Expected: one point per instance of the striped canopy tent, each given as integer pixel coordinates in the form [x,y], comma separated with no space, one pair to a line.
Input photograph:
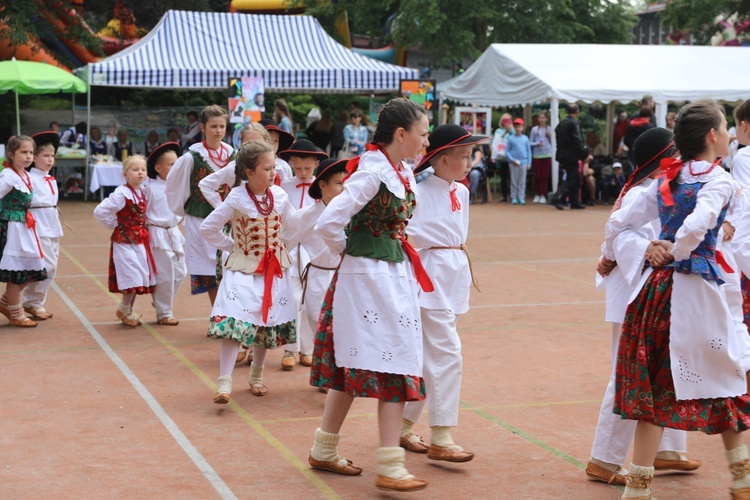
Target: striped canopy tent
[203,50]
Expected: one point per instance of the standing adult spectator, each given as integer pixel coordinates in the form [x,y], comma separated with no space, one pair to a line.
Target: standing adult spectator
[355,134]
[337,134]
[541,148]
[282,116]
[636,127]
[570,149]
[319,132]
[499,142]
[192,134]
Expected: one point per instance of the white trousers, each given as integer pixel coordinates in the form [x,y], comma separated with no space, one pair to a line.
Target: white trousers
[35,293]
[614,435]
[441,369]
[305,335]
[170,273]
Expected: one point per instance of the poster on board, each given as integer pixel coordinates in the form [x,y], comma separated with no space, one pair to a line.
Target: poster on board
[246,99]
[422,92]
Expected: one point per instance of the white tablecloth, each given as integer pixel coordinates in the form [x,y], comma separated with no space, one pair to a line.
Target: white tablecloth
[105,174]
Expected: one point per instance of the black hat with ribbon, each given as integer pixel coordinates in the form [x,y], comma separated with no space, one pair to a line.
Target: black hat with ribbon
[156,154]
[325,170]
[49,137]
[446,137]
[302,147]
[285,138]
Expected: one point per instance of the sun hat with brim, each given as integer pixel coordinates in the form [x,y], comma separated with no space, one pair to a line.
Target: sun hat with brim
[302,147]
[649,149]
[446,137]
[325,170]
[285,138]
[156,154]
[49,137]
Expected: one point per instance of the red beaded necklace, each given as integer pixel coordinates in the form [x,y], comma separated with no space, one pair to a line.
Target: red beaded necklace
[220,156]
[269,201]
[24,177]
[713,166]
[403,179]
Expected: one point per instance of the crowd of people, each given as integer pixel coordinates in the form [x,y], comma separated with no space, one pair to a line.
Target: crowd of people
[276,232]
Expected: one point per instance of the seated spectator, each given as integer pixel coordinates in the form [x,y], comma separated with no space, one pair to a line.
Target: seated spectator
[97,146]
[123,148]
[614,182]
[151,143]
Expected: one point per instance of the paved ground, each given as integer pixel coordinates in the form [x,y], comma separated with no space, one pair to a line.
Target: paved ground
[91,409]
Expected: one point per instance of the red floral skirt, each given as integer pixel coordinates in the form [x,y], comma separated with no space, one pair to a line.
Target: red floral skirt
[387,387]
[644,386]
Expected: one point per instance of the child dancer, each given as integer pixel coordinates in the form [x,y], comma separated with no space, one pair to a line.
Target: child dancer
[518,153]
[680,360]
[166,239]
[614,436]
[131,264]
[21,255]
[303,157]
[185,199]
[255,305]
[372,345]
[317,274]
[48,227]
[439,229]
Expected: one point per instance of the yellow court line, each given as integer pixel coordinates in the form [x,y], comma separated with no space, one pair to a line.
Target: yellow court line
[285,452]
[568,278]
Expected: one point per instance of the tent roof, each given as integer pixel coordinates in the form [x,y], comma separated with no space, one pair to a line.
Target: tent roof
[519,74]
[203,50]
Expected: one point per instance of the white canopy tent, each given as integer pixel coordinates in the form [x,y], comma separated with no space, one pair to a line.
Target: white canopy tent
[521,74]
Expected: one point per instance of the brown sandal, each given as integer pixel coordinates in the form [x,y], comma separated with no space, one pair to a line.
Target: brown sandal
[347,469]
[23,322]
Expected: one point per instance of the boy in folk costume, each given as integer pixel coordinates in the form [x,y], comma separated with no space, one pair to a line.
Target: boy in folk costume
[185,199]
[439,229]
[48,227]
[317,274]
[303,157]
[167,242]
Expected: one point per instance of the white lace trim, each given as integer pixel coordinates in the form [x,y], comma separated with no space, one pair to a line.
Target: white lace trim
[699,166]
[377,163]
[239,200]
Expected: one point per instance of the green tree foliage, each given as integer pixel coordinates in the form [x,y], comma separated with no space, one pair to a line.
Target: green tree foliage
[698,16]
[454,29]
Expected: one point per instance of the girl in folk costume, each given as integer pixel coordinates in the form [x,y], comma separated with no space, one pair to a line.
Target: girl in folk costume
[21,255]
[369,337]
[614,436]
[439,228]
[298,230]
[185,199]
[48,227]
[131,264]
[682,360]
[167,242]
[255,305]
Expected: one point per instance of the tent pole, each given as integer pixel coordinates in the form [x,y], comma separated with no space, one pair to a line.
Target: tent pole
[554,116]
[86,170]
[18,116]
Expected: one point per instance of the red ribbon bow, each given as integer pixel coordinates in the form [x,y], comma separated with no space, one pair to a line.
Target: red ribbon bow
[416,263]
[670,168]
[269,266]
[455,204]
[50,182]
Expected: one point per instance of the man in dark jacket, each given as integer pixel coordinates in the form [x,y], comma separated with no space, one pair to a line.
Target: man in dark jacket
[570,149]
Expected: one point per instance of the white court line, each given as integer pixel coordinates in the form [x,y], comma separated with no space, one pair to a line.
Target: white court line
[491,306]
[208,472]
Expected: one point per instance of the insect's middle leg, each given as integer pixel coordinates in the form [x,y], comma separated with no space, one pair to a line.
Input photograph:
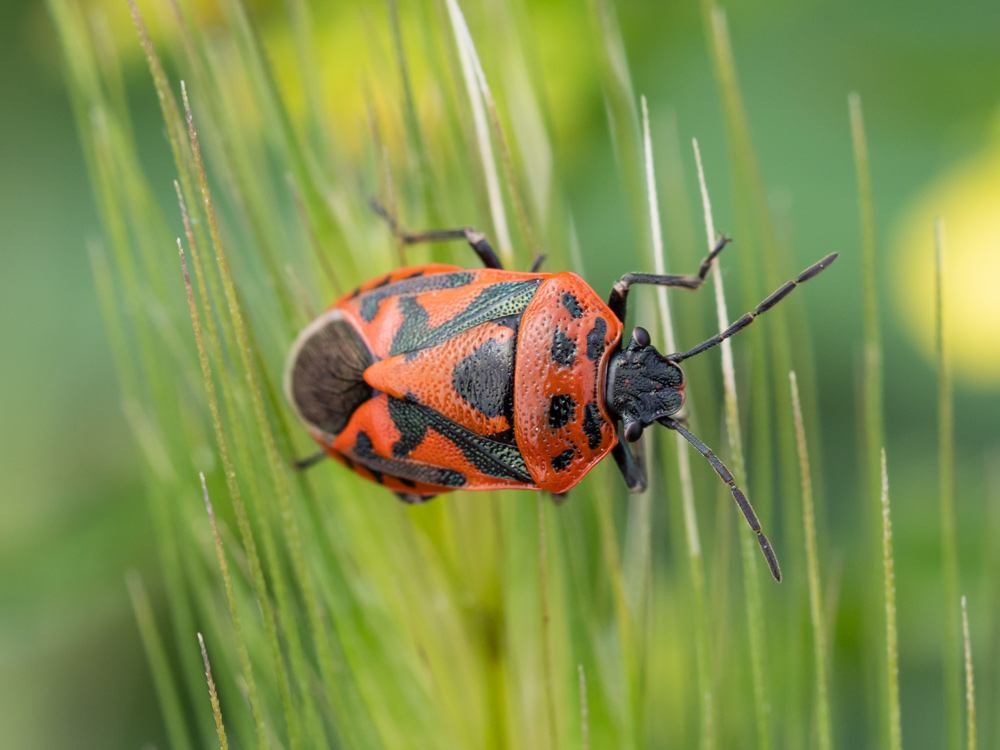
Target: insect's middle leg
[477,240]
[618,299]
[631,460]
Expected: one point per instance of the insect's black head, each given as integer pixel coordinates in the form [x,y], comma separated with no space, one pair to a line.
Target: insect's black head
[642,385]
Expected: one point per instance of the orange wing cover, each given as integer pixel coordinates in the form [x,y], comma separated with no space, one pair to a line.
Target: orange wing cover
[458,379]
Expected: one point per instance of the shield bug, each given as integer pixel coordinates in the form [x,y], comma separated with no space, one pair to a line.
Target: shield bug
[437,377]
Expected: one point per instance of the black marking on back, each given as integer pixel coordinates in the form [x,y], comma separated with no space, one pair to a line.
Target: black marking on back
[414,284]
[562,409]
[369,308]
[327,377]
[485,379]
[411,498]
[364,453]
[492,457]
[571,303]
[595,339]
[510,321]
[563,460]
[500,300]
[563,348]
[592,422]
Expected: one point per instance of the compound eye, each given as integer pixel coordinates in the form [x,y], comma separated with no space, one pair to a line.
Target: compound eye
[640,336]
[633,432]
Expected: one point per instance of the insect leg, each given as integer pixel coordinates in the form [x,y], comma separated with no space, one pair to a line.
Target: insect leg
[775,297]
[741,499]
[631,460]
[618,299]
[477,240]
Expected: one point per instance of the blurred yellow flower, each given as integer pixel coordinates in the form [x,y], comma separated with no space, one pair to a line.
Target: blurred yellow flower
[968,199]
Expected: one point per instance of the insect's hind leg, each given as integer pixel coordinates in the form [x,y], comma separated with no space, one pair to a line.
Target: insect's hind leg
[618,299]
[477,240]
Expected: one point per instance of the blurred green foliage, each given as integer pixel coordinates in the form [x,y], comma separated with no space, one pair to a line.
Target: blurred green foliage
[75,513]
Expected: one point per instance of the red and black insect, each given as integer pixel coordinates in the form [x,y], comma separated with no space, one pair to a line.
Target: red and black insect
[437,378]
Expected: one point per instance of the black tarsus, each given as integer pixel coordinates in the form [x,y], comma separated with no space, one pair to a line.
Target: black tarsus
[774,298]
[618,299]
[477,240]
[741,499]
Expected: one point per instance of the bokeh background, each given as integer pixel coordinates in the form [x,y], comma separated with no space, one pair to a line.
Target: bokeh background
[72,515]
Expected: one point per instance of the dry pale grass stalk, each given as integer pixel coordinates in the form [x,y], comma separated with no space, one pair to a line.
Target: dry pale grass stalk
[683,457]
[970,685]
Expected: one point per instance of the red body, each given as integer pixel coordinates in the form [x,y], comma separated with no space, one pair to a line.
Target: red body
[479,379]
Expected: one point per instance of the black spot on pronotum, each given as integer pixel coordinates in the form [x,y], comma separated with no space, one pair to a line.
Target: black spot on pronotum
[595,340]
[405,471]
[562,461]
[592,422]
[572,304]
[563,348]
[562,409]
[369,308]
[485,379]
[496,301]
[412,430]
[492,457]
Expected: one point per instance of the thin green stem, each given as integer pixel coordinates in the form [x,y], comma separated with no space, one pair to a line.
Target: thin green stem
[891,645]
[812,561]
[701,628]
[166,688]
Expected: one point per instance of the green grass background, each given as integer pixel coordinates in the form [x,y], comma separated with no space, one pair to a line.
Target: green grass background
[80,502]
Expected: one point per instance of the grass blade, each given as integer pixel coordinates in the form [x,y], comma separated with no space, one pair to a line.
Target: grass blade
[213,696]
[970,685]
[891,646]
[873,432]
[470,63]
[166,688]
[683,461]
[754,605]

★ ★ ★ ★

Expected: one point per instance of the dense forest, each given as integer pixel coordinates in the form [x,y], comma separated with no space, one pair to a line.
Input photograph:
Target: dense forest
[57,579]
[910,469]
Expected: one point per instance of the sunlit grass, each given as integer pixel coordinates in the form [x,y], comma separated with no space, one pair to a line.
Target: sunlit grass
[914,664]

★ ★ ★ ★

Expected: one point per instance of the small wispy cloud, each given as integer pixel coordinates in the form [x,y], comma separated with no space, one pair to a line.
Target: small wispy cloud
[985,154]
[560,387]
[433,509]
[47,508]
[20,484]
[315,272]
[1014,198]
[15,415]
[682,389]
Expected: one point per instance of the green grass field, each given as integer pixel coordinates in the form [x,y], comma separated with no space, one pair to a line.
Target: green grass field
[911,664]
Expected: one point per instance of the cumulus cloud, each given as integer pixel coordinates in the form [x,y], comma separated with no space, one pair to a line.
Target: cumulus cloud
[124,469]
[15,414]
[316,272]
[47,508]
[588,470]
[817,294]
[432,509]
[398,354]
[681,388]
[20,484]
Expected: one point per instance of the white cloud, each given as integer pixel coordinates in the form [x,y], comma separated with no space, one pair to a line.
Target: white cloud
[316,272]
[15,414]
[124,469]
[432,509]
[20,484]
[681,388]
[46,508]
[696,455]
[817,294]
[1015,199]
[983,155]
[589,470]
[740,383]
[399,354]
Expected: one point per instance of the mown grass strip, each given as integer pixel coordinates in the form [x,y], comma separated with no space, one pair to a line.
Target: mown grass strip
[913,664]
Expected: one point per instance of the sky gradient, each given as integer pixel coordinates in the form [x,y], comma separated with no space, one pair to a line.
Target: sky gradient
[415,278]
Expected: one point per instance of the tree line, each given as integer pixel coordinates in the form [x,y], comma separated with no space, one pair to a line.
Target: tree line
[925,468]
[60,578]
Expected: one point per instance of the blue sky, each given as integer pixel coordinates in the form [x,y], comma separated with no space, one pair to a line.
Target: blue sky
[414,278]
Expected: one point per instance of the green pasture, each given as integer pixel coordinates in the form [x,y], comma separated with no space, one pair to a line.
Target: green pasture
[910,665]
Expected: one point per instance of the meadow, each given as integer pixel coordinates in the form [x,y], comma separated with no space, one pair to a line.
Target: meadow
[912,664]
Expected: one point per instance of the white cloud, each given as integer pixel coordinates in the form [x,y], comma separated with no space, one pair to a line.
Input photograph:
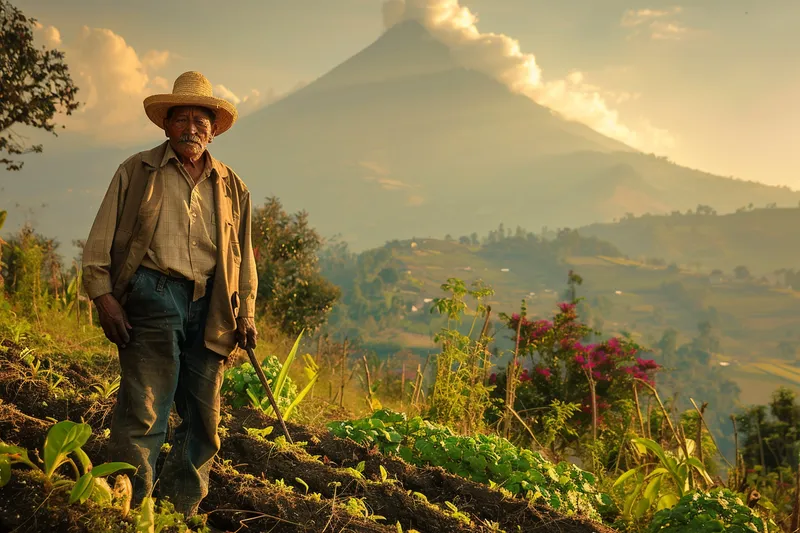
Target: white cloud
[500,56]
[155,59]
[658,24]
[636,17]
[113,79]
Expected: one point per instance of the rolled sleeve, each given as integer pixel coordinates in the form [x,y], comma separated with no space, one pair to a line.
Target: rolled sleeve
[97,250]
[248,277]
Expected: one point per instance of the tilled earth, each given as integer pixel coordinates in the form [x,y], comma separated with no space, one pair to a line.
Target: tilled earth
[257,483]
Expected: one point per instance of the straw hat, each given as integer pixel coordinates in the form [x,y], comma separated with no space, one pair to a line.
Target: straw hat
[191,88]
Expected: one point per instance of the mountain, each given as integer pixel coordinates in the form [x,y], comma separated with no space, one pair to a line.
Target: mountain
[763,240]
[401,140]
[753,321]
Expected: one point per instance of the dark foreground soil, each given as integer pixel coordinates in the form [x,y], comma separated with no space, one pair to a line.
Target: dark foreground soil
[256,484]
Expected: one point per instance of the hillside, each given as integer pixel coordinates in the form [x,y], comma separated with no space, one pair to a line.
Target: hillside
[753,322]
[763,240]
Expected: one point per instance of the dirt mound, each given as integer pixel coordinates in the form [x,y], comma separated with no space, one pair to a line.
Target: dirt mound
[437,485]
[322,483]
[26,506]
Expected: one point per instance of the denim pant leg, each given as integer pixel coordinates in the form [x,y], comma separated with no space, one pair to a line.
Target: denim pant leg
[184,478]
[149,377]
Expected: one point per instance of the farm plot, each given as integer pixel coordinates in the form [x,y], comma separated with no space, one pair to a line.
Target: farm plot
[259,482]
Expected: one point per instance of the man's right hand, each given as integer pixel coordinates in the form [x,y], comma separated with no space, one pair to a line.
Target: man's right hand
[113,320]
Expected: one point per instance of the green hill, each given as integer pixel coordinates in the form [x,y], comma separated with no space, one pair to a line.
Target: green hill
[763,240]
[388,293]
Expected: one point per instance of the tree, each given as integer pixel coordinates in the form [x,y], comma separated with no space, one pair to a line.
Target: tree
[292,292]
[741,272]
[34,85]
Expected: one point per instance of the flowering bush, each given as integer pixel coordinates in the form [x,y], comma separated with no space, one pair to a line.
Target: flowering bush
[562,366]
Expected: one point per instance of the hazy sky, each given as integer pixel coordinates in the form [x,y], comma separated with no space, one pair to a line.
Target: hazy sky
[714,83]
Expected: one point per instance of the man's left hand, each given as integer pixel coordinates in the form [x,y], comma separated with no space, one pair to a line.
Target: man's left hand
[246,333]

★ ★ ★ ★

_YOUR GOAL:_
How many of the lines above contain the string "head"? Reply with the number alone.

_PROBLEM SOLUTION:_
2